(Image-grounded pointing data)
== Segment start ==

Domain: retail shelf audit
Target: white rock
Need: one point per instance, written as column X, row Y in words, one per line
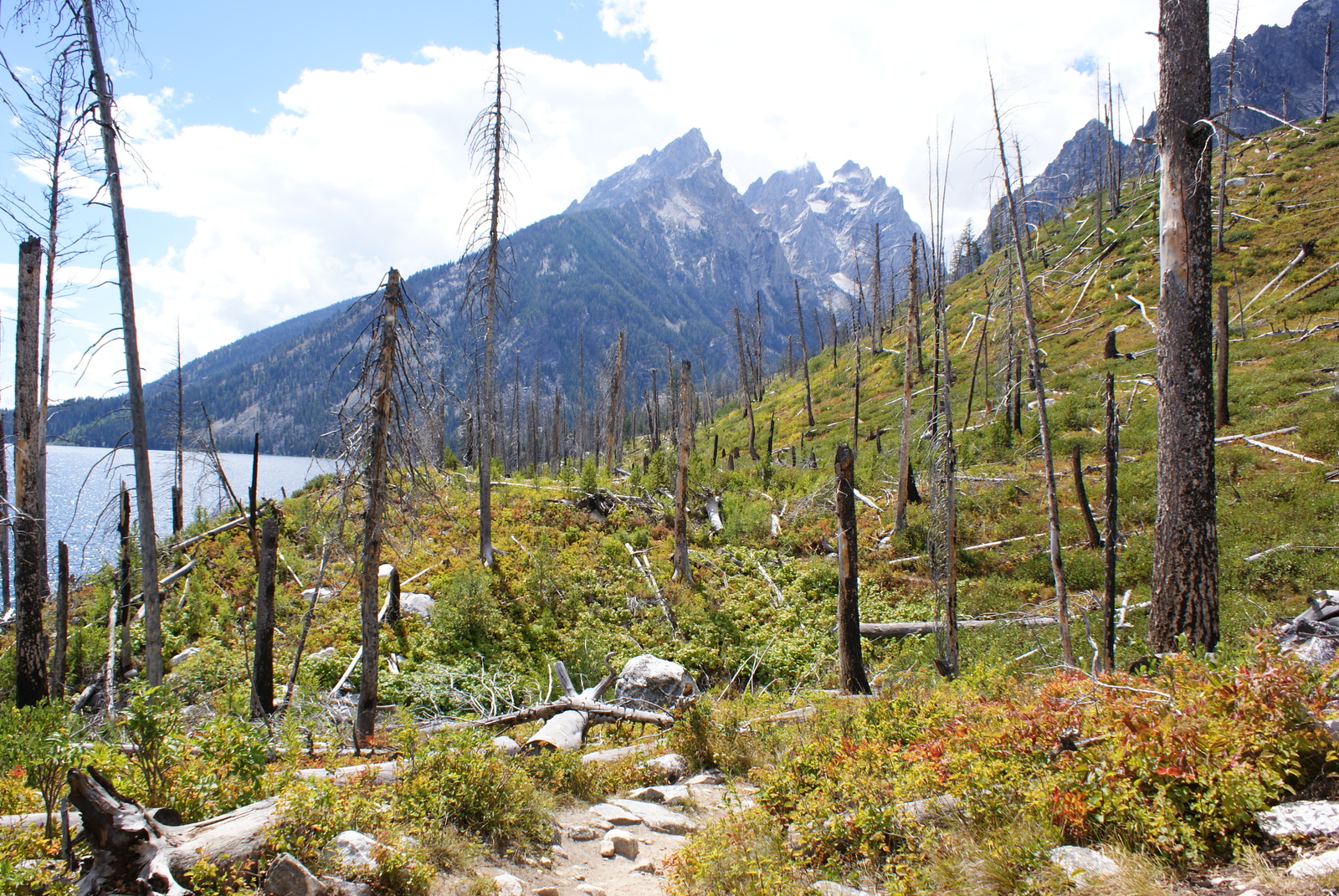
column 509, row 885
column 656, row 817
column 290, row 878
column 671, row 766
column 616, row 815
column 1081, row 862
column 830, row 888
column 352, row 851
column 417, row 603
column 1305, row 818
column 1326, row 863
column 619, row 842
column 653, row 684
column 182, row 657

== Segment end ==

_ACTION ITEM_
The records above should be returned exactly, with only their pictures held back.

_EXPECTED ANSWER_
Domain: retail shelf audit
Target: white rock
Need: one point per instance, written as column X, row Y in words, one per line
column 509, row 885
column 656, row 817
column 290, row 878
column 671, row 766
column 616, row 815
column 1081, row 862
column 830, row 888
column 352, row 851
column 417, row 603
column 1305, row 818
column 1326, row 863
column 619, row 842
column 653, row 684
column 182, row 657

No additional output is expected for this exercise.